Reproduce each of the rows below verbatim, line for line, and omit the pictures from your answer.

Record set:
+ + + + + + +

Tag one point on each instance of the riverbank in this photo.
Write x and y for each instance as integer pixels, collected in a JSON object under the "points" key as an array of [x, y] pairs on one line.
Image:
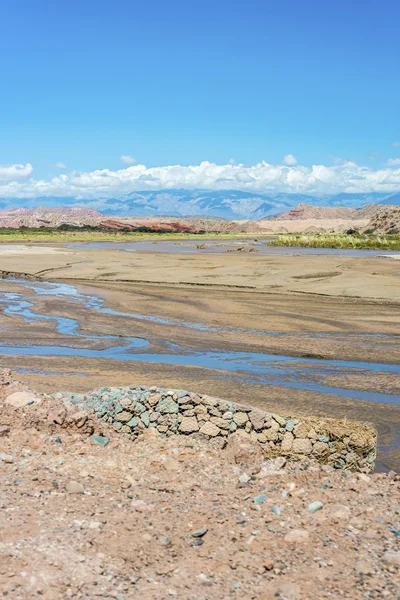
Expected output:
{"points": [[181, 514]]}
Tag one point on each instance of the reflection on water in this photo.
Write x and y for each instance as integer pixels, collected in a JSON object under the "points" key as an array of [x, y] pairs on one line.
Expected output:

+ + + + + + +

Written response:
Tag one point on each instance of the riverbank in this photo.
Write x and y for each instance as integer pixels, collected in a JSON object under the "points" key as an array of [x, y] pairs on one line.
Image:
Expected output:
{"points": [[181, 514]]}
Tag one point on each instance of the reflection on water in this photo.
Write x and y for each instance as integer pixels, collected in a JSON object under the "points" key as an array of [x, y] pairs on one line.
Expected output:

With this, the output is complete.